Exercise material>
▬▬▬▬▬▬▬▬▬▬

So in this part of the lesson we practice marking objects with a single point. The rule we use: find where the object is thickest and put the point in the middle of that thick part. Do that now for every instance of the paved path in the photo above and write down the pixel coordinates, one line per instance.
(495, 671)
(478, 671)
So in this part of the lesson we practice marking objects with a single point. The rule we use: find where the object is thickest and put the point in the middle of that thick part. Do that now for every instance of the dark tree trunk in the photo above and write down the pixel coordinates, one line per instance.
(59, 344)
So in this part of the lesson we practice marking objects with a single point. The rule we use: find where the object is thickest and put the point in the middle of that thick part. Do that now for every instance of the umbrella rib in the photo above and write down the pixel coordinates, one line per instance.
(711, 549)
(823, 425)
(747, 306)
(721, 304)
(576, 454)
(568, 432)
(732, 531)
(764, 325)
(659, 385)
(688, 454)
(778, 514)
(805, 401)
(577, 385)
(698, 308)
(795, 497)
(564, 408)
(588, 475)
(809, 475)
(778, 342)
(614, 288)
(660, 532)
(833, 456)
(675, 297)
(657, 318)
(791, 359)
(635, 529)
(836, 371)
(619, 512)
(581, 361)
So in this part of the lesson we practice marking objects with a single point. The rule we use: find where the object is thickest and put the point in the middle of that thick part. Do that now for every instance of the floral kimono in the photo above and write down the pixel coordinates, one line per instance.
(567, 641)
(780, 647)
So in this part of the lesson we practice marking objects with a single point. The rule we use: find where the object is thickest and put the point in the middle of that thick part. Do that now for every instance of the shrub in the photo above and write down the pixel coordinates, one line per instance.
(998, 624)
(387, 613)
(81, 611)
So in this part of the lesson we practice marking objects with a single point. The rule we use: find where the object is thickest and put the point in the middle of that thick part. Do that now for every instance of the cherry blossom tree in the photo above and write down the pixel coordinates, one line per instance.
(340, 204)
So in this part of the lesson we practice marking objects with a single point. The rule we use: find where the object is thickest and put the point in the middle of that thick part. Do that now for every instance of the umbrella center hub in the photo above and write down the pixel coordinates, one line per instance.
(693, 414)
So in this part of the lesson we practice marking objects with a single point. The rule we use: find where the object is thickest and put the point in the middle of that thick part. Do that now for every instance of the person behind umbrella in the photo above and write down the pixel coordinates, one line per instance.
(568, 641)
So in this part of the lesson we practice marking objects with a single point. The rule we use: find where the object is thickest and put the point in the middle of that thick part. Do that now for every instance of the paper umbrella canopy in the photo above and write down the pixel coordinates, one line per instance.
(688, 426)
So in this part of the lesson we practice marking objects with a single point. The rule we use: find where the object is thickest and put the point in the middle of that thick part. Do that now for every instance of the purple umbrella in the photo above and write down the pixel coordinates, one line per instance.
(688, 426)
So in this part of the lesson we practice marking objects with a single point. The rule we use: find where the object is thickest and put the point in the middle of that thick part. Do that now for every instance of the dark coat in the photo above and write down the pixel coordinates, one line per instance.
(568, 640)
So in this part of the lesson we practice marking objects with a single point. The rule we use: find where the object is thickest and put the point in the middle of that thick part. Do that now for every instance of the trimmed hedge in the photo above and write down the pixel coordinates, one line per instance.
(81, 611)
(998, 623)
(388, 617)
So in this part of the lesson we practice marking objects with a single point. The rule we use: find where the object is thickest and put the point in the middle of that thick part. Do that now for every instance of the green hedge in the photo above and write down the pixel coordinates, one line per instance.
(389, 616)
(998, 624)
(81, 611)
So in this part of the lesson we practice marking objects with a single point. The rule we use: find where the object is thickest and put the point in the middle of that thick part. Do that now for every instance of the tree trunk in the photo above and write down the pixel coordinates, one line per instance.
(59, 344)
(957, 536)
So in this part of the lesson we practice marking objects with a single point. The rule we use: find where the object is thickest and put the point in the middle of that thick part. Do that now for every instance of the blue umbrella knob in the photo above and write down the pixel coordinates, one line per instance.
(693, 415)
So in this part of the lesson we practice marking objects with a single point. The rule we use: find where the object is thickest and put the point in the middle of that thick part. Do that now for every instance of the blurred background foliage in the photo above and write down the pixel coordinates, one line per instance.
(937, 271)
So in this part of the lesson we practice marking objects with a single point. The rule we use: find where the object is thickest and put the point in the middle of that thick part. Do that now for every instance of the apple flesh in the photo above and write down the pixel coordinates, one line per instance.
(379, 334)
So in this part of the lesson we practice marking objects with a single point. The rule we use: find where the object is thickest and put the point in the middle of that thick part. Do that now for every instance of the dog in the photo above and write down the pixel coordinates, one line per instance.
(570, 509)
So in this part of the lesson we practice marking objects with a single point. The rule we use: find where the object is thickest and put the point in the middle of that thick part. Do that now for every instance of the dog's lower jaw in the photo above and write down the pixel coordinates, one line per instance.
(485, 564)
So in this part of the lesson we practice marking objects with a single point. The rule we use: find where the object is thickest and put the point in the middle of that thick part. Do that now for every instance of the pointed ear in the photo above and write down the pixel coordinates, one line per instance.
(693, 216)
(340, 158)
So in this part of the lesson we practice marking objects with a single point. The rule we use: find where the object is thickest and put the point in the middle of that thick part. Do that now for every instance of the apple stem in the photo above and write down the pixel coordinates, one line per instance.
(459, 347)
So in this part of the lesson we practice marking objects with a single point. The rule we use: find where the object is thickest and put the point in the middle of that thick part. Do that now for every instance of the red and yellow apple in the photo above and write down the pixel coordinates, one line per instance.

▬▬▬▬▬▬▬▬▬▬

Exercise> Once you find the line containing "of the dog's", copy it and every line after it through the end of the records, exactly as they stand.

Completed exercise>
So in this part of the lesson we practice marking objects with a single point. The rule we use: find where the object is thickest and put the point in the middle of that thick part. Do that now for every instance of the dog's lower jaw in the photo above and write down the pixel coordinates, one line per instance.
(485, 564)
So in this part of the lesson we practice marking objects with a single point. The rule we use: find where the object is thickest and put the point in the middle of that thick part. Do that now for every instance of the pointed ear in the photo above and write down the pixel coordinates, one line per instance.
(693, 216)
(340, 158)
So in this part of the lesson we practice marking objects with a single point. The rule we use: find where the object is thickest and put the point in the middle of that thick part. Do that now for every instance of the apple stem in the photo above and write down the pixel coordinates, one line per instance.
(459, 347)
So in this part of the lesson we practice marking objects with a single point. The rule we use: find where the object is thickest and put the point in the middle of that thick part. Do that now for every instance of the red and yellow apple in the photo above and write down the pixel coordinates, one line per instance.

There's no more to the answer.